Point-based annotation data
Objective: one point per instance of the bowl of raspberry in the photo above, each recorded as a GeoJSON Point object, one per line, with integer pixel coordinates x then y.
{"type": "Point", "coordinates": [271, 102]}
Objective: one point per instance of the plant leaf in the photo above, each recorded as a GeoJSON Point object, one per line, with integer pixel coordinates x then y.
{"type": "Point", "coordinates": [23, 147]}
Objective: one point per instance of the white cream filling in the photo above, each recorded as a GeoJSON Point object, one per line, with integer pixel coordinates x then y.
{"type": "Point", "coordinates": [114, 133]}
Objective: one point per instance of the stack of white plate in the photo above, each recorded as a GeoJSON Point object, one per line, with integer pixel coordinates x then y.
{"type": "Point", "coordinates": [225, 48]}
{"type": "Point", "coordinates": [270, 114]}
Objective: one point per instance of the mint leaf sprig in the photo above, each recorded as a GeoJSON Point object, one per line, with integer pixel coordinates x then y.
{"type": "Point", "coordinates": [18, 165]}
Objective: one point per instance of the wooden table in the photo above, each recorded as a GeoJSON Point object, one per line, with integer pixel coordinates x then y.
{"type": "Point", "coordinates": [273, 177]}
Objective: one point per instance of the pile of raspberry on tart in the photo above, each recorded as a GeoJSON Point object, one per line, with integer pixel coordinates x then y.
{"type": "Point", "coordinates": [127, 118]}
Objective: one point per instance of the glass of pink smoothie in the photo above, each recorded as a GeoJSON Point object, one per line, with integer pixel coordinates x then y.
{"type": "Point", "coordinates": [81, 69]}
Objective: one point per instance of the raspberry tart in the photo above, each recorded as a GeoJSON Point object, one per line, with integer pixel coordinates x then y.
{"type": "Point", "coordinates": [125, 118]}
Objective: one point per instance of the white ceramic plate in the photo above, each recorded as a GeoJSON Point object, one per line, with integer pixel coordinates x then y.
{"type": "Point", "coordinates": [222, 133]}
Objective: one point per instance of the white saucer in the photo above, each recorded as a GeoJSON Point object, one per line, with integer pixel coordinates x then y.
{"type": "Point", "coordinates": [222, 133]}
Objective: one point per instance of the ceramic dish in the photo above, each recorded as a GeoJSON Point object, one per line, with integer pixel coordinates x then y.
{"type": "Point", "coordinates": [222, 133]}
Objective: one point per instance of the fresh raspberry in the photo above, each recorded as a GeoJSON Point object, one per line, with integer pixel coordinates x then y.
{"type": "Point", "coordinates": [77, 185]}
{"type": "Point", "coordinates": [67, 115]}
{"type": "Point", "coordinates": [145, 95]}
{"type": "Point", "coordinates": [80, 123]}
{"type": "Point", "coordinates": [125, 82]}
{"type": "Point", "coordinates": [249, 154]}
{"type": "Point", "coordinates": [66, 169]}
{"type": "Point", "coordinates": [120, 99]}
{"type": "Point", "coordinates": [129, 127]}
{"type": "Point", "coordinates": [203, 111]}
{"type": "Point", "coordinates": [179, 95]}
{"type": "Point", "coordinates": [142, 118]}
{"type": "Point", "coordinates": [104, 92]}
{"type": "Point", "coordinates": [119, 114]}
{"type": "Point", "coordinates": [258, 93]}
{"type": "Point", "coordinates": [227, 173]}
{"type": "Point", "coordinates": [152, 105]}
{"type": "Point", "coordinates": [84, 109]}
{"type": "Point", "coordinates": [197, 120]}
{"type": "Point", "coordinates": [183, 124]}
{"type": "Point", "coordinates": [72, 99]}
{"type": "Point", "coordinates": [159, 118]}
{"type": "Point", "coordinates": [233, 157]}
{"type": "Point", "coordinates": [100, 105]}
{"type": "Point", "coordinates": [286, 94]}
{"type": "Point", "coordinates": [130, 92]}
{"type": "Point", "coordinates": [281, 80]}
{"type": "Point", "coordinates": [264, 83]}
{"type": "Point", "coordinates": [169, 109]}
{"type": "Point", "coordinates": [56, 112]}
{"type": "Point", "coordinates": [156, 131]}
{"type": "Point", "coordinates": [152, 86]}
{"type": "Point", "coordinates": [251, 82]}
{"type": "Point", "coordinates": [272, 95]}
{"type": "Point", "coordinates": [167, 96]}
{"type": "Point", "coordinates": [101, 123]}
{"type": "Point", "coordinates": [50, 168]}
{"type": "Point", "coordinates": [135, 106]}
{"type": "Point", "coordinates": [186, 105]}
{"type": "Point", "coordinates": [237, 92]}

> Exercise goal
Report every line of the rows above that contains the word "raspberry", copying each such line in full. Case counts, so a match must have the same capitalization.

> Task output
Objective: one point per instance of the bowl of raspberry in the photo above, each recorded as a GeoJSON Point object, one per line, with integer pixel coordinates x then y.
Objective: one point per instance of the pile of raspberry on tart in the photo above, each recorded as a GeoJSON Point object, one per line, with integer pixel coordinates x then y.
Objective: one point per instance of the raspberry tart in the photo above, each recorded as a GeoJSON Point object, one per line, with integer pixel coordinates x then y.
Objective: one point per instance of the fresh raspberry in the photo above, each recorded as a GeoJSON Point object, one per line, with integer pixel coordinates x then y.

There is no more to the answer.